=== EXERCISE INPUTS ===

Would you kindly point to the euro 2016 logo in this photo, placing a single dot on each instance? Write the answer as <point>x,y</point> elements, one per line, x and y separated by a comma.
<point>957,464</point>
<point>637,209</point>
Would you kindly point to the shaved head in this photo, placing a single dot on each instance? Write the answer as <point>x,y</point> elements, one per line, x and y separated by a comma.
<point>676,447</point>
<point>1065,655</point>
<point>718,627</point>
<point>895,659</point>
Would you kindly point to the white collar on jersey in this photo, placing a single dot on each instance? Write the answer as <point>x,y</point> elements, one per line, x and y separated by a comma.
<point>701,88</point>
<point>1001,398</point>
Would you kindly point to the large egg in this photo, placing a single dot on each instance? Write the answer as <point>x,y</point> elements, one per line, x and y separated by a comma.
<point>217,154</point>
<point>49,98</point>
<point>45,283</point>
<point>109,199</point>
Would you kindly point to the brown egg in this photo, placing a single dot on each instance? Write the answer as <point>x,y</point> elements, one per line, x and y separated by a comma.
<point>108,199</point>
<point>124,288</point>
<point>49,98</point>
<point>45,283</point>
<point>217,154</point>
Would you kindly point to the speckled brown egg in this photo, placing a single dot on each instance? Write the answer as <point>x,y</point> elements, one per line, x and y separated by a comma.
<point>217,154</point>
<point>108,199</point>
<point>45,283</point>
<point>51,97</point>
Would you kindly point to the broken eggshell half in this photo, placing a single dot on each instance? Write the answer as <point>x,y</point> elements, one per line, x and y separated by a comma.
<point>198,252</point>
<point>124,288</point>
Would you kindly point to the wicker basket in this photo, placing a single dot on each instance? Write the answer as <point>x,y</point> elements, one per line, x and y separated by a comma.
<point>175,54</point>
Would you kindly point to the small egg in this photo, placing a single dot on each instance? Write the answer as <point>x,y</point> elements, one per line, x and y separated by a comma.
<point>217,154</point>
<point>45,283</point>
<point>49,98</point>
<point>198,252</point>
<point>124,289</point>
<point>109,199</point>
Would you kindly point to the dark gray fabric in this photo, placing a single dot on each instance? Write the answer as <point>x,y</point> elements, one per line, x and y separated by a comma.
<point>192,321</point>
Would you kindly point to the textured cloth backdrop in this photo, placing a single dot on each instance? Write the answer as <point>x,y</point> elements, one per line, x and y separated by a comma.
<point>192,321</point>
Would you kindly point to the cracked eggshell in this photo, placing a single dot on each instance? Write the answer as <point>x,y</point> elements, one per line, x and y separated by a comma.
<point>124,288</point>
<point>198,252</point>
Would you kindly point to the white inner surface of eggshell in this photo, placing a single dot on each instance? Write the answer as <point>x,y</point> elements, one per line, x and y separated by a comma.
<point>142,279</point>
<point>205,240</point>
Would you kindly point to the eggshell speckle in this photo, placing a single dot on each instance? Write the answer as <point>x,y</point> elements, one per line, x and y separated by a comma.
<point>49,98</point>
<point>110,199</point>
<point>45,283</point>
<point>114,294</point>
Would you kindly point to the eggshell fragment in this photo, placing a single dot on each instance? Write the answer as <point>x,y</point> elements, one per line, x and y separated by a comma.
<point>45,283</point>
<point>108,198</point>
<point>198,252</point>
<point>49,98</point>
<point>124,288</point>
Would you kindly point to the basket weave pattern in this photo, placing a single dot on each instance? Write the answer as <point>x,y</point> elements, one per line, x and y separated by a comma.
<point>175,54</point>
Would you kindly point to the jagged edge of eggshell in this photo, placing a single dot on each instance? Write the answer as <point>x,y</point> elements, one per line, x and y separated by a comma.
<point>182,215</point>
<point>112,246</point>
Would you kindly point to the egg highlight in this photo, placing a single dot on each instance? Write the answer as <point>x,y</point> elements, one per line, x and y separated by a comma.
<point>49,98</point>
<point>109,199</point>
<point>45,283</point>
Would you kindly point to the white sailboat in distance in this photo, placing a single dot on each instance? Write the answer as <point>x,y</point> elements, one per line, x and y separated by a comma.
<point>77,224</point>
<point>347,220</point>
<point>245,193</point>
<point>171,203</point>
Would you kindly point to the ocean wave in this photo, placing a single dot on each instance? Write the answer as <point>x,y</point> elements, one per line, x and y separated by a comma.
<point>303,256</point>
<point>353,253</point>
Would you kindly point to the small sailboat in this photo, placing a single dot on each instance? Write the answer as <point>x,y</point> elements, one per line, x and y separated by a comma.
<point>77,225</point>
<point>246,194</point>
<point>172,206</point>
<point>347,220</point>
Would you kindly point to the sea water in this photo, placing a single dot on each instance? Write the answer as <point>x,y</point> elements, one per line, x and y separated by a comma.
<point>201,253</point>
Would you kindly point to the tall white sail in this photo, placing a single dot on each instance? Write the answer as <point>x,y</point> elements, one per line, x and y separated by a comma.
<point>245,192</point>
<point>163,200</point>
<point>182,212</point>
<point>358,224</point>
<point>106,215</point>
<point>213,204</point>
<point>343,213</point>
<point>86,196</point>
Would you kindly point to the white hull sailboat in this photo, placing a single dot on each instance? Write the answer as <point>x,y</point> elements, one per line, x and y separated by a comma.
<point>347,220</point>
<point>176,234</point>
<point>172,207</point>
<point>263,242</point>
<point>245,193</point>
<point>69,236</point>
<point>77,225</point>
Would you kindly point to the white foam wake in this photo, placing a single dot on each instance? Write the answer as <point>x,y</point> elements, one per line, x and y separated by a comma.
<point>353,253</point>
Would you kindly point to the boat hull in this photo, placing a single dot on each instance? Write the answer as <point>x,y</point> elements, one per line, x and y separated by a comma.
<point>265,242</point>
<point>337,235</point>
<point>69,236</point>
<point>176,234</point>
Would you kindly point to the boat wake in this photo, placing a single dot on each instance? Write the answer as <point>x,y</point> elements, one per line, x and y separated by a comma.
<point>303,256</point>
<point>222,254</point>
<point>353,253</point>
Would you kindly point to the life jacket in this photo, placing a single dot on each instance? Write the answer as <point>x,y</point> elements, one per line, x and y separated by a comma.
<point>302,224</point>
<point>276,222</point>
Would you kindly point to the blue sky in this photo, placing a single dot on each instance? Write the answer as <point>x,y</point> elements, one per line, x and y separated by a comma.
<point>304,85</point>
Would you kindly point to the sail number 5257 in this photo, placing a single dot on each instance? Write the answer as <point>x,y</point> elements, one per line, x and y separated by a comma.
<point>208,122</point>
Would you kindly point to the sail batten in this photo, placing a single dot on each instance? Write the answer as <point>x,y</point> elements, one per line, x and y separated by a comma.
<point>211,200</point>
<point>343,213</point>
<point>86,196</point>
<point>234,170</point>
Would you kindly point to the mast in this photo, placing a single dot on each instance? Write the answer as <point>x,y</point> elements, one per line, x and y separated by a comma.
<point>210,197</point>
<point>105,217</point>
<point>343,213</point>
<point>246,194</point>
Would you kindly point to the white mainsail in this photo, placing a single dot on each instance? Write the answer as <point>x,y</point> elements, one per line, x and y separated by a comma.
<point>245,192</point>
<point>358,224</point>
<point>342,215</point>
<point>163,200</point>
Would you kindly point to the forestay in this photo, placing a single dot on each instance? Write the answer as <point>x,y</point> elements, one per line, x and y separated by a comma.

===

* WORK REQUIRED:
Print out, word for word, the stretch of lines from the start through the line containing "<point>637,209</point>".

* SOLUTION FOR THIS TASK:
Would you kindly point to the euro 2016 logo in this photo, placing a single dot on each instance? Write the answer as <point>x,y</point> elements, one per line, x and y separated by a comma.
<point>957,464</point>
<point>637,209</point>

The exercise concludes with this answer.